═════ Material supplied
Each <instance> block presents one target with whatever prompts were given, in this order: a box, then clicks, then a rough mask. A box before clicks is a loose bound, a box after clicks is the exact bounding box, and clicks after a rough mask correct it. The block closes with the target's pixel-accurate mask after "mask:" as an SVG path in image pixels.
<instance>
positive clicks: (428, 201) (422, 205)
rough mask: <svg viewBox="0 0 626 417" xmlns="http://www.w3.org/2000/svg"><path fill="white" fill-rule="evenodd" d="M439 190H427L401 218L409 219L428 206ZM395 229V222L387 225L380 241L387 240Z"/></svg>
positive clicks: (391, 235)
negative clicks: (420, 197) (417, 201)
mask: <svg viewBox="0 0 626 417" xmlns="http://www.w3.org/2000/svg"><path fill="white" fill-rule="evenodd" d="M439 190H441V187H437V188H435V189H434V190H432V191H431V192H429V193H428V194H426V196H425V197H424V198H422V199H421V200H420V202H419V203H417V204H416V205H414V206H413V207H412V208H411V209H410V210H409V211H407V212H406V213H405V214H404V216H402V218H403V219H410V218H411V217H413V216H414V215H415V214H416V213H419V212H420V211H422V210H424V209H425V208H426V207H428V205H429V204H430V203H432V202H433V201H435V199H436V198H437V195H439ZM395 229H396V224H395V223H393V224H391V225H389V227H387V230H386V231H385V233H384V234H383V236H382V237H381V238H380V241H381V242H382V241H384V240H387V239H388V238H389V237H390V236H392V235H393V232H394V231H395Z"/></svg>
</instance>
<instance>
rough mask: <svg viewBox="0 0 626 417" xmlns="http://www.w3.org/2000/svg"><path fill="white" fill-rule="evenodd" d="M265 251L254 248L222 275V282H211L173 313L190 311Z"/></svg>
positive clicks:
══════════
═════ Material supplied
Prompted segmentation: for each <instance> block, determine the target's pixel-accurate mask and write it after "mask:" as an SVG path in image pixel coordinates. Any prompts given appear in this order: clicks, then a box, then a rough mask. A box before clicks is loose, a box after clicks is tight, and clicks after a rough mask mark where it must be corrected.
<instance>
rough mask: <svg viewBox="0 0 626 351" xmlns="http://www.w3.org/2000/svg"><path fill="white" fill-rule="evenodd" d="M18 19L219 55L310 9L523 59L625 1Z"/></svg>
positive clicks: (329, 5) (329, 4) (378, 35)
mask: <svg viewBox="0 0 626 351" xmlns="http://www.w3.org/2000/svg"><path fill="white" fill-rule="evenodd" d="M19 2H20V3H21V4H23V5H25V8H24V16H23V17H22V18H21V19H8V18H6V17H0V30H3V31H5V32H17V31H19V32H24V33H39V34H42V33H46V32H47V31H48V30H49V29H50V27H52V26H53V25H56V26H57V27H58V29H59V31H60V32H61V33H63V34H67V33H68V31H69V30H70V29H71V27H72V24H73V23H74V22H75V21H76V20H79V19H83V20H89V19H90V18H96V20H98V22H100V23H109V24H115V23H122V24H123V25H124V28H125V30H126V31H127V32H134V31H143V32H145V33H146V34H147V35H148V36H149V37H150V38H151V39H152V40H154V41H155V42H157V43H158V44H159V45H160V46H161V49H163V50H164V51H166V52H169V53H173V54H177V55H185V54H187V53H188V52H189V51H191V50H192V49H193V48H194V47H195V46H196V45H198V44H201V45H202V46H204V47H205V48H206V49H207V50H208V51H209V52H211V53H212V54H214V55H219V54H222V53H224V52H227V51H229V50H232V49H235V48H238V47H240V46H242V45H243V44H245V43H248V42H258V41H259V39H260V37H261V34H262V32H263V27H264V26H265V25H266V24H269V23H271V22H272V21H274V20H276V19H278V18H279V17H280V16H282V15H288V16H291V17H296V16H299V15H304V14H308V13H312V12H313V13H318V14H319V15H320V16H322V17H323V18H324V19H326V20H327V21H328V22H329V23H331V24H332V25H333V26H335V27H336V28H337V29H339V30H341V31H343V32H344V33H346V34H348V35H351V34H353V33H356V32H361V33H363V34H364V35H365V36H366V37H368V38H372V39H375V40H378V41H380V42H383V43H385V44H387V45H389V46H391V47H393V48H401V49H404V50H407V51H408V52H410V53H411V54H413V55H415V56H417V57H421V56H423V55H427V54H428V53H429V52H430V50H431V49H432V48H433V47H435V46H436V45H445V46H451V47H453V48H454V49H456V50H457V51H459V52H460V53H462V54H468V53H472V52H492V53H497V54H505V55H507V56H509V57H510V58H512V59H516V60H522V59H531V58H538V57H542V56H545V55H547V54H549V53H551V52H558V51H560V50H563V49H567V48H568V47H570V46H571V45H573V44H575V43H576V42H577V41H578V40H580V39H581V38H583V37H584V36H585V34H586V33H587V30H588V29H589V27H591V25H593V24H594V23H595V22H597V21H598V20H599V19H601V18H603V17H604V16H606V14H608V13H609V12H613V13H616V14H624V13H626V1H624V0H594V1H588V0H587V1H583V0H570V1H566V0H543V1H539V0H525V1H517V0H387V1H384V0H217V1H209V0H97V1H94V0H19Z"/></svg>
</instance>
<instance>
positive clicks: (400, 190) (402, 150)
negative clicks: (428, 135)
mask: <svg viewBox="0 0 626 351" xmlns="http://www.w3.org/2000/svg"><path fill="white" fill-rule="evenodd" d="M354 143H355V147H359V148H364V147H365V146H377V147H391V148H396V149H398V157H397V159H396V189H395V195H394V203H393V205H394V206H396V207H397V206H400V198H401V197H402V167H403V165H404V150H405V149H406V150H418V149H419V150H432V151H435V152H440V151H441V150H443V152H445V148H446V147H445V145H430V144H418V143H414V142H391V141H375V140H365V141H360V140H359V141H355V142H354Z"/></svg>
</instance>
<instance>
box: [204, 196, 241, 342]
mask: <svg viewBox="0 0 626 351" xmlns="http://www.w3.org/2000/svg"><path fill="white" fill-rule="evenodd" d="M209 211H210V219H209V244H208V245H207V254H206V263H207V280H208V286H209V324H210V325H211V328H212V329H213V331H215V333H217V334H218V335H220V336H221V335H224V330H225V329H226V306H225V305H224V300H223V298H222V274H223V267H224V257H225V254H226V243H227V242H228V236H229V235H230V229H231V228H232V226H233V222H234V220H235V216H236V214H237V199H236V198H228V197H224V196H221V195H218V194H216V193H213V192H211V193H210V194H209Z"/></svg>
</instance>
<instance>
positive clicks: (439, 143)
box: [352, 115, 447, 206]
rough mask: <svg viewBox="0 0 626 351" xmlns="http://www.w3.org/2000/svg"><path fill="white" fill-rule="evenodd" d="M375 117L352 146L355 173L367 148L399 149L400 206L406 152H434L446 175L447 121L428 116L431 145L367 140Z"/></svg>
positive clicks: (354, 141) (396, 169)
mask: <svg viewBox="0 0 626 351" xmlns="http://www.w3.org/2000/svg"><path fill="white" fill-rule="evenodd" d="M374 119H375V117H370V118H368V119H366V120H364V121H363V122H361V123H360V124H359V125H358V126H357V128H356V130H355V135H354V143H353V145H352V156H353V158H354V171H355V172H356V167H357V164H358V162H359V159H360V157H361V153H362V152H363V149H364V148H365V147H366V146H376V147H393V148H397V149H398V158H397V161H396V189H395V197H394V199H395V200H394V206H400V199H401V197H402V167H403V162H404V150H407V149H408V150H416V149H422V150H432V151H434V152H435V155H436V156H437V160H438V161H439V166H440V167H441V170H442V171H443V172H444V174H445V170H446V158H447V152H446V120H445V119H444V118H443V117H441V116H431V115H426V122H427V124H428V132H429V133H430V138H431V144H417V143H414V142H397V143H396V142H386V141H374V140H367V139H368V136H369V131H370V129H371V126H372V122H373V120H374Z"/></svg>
══════════
═════ Material supplied
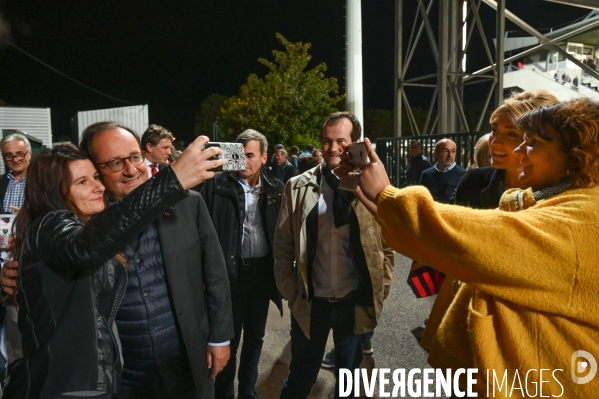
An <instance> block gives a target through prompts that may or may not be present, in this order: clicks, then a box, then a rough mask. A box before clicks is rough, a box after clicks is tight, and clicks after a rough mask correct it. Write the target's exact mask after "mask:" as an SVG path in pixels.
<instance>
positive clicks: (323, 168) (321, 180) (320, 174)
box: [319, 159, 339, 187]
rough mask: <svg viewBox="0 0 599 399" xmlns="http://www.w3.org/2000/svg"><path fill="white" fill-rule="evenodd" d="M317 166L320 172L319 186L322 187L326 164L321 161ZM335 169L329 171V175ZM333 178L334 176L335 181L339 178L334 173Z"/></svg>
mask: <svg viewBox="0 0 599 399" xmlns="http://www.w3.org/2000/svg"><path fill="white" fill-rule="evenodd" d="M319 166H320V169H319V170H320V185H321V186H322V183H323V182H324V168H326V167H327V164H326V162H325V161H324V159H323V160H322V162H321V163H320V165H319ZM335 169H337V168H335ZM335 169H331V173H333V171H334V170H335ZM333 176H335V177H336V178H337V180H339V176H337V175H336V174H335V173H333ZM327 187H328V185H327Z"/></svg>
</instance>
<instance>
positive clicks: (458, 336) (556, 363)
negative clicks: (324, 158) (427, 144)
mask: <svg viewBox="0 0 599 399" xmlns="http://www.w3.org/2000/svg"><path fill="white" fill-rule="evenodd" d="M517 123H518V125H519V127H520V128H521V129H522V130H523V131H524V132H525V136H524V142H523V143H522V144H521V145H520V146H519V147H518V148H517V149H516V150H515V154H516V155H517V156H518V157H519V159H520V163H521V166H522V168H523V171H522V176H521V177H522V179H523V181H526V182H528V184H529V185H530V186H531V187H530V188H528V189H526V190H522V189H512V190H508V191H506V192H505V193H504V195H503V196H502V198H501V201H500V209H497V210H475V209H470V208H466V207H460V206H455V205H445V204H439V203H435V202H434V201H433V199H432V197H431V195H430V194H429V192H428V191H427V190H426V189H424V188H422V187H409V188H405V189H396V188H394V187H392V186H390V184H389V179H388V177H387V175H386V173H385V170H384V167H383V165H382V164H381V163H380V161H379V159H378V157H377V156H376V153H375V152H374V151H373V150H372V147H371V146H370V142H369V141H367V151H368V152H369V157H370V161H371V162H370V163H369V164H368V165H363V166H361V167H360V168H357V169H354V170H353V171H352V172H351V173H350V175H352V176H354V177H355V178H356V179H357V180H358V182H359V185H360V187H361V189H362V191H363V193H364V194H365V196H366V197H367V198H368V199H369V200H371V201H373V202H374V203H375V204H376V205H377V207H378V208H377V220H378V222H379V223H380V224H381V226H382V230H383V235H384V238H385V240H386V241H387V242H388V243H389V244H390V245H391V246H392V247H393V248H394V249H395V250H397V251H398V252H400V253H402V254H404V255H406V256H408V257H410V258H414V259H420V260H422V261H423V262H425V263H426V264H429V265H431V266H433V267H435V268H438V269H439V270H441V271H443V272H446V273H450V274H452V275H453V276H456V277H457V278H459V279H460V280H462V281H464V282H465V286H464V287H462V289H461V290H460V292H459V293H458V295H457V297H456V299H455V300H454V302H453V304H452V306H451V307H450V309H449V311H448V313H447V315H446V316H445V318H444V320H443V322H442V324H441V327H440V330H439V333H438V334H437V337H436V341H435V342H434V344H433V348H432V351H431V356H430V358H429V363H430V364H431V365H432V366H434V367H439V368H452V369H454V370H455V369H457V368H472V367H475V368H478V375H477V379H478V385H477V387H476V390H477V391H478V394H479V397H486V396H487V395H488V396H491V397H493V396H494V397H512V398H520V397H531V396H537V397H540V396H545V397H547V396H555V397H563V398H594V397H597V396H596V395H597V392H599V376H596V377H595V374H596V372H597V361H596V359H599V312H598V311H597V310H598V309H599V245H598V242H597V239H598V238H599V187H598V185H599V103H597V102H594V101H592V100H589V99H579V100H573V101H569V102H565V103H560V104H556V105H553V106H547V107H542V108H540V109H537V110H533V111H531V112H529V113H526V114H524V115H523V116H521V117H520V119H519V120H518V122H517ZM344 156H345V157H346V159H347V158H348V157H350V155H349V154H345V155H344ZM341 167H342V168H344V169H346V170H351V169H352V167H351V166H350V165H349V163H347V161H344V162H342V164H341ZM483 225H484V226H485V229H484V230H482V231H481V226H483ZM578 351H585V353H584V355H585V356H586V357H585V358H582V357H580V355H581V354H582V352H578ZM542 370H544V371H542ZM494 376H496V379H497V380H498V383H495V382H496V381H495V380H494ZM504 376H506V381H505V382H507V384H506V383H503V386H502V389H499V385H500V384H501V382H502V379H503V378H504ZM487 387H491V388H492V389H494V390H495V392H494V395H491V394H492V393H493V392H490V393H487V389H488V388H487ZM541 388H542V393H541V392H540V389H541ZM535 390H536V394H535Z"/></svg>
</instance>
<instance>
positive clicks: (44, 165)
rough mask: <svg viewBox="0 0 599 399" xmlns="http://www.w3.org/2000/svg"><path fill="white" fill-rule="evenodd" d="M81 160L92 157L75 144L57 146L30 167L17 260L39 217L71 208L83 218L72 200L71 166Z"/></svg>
══════════
- [What you will do] Within the listing above, the range opens at the line with "Each <instance> block presents" and closes at the line with "positive clicks: (428, 201) (422, 205)". Reproduce exactly the lines of that range, including both ends.

- [Expected answer]
Each <instance> block presents one target with whatever prompts were given, in this order: a box, then clicks, then a rough mask. A box before clicks is a loose bound, a box after clicks is the exact bounding box, and clicks after a rough mask correct it. The block closes with the target's pixel-accurate mask after "mask:" as an SVG path in image pixels.
<instance>
positive clicks: (428, 201) (422, 205)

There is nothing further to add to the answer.